Dammit, now I'm caring for the characters? I don't frickin' like anime!

Porco Rosso – 1992 (in English)
What the crap? A flying pig?

Looks can be deceiving my friends, as I so quickly discovered. In fact, the aforementioned flying pig is Marco Pagot, a WWI pilot that lost faith in humanity and was cursed to live the remainder of his life looking like an anthropomorphic pig, thereafter known as Porco Rosso. Set during the rise of the Nazis during 1930s Italy, Rosso is the one Ace pilot feared by all. I will leave it at that. Miyazaki's ability to create such detailed and realistic landscapes, weave in an intriguing, beautifully uplifting and sad story, and bring to life through freakin' animation a piece of aeronautical history, makes me want to be a part of this world.

Unable to stop thinking about this film... I... I, like anime?

Spirited Away – 2001 (In English)
This Oscar-winning film is by far the most critically loved and appears at the top of most favourite anime lists. Our introduction to the world is discovering it through the main character Chihiro's eyes, and it's world is full of magic, witches, curses, spirits and, well, wonder. It is a masterpiece from all angles. You forget that the characters are animated creations and that their story will unfold as it has been written. I felt as though I were in step with Chihiro's every move and through every beautiful, magical and horrifying scene, and that by sheer will I could help her outcome. (Spoiler) Maybe I did help, because as with all others I am writing about today, it has a very happy ending.

I like anime.

The Wind Rises – 2013 (In Japanese)

- Your task
Reproduce the part of the anime review that opens with the words containing "Spirited Away –" and closes with "I like anime.", swapping "Chihiro" for "the heroine". The data after this point is separate material, unrelated to the anime review.

- Extracted data
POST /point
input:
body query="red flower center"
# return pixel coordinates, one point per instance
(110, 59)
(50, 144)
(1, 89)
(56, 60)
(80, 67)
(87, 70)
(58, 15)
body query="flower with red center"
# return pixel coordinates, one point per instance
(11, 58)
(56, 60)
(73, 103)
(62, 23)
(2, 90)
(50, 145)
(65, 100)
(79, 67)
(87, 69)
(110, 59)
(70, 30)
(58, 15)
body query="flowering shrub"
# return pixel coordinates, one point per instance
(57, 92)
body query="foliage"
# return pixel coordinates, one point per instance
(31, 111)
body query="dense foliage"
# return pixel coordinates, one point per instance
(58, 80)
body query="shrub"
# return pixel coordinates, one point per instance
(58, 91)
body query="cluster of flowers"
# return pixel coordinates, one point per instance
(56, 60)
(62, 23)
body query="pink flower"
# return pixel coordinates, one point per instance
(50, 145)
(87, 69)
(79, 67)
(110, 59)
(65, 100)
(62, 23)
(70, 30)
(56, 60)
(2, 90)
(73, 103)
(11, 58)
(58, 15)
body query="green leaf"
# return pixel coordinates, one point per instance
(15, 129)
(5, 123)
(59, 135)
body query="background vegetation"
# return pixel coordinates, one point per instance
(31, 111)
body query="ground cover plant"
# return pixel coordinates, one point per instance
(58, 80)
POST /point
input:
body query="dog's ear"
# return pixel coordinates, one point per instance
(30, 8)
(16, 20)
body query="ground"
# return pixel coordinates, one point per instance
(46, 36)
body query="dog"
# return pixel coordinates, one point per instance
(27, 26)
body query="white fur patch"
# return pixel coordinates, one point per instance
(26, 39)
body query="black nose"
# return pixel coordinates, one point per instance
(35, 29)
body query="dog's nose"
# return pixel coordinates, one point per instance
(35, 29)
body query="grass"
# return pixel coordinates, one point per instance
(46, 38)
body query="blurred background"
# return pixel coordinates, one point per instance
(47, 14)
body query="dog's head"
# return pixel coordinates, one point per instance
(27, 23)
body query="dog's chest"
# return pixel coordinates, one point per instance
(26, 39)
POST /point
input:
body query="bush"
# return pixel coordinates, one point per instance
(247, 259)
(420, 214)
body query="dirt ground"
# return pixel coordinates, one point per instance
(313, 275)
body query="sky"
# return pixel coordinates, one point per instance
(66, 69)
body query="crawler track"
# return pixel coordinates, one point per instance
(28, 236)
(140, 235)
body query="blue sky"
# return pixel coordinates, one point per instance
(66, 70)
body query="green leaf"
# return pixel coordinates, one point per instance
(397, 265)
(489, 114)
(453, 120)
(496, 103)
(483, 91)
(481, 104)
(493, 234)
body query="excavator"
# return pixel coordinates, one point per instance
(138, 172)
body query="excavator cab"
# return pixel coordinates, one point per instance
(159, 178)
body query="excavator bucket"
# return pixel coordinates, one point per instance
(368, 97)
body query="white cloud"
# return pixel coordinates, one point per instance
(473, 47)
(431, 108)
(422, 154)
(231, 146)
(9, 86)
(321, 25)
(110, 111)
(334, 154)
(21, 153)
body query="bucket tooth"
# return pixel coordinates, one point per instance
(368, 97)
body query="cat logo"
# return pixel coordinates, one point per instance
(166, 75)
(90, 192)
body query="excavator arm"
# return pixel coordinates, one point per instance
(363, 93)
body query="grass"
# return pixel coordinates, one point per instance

- Exercise answer
Spirited Away – 2001 (In English)
This Oscar-winning film is by far the most critically loved and appears at the top of most favourite anime lists. Our introduction to the world is discovering it through the main character the heroine's eyes, and it's world is full of magic, witches, curses, spirits and, well, wonder. It is a masterpiece from all angles. You forget that the characters are animated creations and that their story will unfold as it has been written. I felt as though I were in step with the heroine's every move and through every beautiful, magical and horrifying scene, and that by sheer will I could help her outcome. (Spoiler) Maybe I did help, because as with all others I am writing about today, it has a very happy ending.

I like anime.